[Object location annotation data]
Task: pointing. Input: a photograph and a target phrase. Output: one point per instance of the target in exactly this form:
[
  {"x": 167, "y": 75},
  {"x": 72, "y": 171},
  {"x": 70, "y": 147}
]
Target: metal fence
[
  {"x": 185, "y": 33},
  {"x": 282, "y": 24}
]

**Problem description:**
Reproduce the data above with every "target phrase" replaced by "target label" and everything else left unchanged.

**Correct answer:**
Task: pointing. Input: a photograph and a target label. Output: one point per instance of the target in exactly this form:
[
  {"x": 167, "y": 75},
  {"x": 72, "y": 171},
  {"x": 70, "y": 147}
]
Target: metal fence
[
  {"x": 185, "y": 33},
  {"x": 282, "y": 24}
]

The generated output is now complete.